Saved dataset items
***

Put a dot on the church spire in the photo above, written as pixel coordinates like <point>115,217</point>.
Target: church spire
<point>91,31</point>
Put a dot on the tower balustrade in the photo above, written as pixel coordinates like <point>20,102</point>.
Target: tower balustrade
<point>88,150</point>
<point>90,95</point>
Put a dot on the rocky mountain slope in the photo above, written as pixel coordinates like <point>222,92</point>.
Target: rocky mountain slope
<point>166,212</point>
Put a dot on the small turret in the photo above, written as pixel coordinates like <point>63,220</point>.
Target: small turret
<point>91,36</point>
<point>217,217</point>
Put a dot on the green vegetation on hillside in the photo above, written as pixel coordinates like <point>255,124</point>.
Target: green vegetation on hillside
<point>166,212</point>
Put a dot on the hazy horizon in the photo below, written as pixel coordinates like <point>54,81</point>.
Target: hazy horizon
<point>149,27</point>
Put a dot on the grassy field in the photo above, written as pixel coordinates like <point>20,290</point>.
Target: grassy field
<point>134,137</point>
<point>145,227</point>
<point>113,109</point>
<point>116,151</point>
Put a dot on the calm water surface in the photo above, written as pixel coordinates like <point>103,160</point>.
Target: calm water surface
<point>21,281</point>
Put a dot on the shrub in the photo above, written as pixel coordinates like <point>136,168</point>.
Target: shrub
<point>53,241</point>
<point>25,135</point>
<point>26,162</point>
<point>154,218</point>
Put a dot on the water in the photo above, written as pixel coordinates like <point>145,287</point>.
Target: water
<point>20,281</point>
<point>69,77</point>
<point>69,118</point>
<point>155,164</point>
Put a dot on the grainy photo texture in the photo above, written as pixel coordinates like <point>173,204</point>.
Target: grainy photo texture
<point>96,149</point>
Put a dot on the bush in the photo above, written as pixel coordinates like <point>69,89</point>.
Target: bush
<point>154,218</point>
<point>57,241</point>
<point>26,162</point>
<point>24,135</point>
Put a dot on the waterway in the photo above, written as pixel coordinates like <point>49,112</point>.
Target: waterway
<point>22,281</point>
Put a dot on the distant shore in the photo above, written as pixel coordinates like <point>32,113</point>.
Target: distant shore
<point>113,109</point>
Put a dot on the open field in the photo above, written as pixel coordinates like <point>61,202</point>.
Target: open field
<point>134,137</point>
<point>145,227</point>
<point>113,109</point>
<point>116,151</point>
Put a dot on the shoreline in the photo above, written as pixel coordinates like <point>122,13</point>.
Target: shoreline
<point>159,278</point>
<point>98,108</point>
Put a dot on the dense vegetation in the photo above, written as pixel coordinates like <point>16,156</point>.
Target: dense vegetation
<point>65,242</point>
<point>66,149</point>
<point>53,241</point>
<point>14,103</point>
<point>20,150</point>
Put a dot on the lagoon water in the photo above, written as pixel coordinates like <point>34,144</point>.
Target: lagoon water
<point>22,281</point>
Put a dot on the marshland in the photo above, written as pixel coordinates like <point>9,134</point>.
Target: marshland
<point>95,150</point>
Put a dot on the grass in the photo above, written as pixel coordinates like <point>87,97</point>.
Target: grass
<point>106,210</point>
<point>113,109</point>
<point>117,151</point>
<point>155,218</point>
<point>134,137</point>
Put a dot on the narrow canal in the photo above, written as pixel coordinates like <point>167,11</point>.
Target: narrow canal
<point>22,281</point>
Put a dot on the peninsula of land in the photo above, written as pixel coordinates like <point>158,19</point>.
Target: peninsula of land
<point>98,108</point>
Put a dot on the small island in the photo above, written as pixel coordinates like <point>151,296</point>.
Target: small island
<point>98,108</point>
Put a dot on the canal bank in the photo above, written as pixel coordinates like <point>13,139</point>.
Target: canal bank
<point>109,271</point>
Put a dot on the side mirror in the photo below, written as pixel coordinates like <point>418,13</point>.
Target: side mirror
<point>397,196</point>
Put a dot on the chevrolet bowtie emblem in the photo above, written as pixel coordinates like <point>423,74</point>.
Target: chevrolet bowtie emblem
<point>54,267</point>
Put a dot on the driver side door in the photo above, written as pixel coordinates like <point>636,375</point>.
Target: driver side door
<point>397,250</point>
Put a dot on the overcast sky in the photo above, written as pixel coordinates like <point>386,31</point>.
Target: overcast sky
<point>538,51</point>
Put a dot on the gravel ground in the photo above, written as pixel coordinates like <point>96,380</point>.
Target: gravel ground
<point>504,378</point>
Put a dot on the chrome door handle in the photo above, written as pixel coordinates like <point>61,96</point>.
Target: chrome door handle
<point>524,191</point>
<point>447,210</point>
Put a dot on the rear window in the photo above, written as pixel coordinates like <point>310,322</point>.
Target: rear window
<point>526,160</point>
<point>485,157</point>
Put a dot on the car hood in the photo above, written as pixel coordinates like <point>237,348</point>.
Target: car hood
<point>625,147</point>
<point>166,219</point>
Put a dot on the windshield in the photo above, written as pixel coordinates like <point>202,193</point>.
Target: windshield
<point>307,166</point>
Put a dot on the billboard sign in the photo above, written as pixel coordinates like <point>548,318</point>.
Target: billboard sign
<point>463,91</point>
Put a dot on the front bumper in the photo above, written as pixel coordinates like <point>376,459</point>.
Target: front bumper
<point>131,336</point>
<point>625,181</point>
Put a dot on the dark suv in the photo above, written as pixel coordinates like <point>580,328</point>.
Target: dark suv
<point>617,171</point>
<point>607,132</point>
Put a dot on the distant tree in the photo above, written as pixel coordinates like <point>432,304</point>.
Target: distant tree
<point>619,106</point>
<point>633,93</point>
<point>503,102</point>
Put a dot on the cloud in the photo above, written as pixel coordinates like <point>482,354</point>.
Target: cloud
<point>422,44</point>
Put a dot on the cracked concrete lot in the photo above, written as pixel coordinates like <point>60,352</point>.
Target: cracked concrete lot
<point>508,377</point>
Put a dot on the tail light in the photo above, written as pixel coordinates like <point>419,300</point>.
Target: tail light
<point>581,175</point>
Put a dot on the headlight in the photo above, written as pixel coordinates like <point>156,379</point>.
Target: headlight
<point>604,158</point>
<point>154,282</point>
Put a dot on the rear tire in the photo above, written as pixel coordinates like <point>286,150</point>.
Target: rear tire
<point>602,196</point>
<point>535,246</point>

***

__Objective__:
Convert the listing from its first line through the line containing "<point>155,164</point>" into a JSON list of strings, with one string per line and blank lines omitted.

__Exercise response__:
[
  "Put a dot on the church spire in the photo above, written as pixel coordinates like <point>115,217</point>.",
  "Target: church spire",
  "<point>91,31</point>",
  "Put a dot on the tower balustrade in the photo above, written as pixel coordinates like <point>20,102</point>.",
  "Target: tower balustrade",
  "<point>88,150</point>",
  "<point>90,95</point>",
  "Put a dot on the rocky mountain slope in the photo above, written as pixel coordinates like <point>222,92</point>.",
  "Target: rocky mountain slope",
  "<point>166,212</point>",
  "Put a dot on the small turret in the photo above, written as pixel coordinates like <point>63,220</point>.",
  "Target: small turret",
  "<point>91,36</point>",
  "<point>217,217</point>",
  "Put a dot on the green vegetation on hillside in the photo above, written as pixel coordinates like <point>255,124</point>.",
  "Target: green vegetation on hillside",
  "<point>166,212</point>",
  "Put a dot on the hazy horizon in the photo below, written as pixel coordinates like <point>54,81</point>.",
  "Target: hazy horizon",
  "<point>149,27</point>",
  "Put a dot on the grassy field in the photo above, written as pixel coordinates like <point>20,290</point>.",
  "Target: grassy field",
  "<point>134,137</point>",
  "<point>145,227</point>",
  "<point>113,109</point>",
  "<point>116,151</point>",
  "Put a dot on the calm water surface in the photo above, written as pixel coordinates like <point>103,160</point>.",
  "Target: calm water surface",
  "<point>21,281</point>",
  "Put a dot on the shrub in the photo above, written as pixel coordinates like <point>136,168</point>.",
  "Target: shrub",
  "<point>53,241</point>",
  "<point>25,135</point>",
  "<point>26,162</point>",
  "<point>154,218</point>",
  "Put a dot on the water in the photo above, written as pixel coordinates like <point>145,287</point>.",
  "Target: water",
  "<point>20,281</point>",
  "<point>69,77</point>",
  "<point>69,118</point>",
  "<point>155,164</point>"
]